_Data listing:_
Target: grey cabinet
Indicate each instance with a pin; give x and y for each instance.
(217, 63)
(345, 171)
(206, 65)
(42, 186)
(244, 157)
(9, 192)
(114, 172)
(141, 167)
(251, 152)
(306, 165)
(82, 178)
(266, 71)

_Goal of the exercise:_
Present every line of the material above as a numbered list, omitting any blank lines.

_Complete output:_
1. Target: grey cabinet
2. Indicate each instance with a pin; give x and y for each instance.
3. (217, 63)
4. (345, 171)
5. (206, 65)
6. (42, 186)
7. (244, 157)
8. (9, 192)
9. (114, 172)
10. (141, 167)
11. (251, 152)
12. (306, 165)
13. (82, 178)
14. (266, 71)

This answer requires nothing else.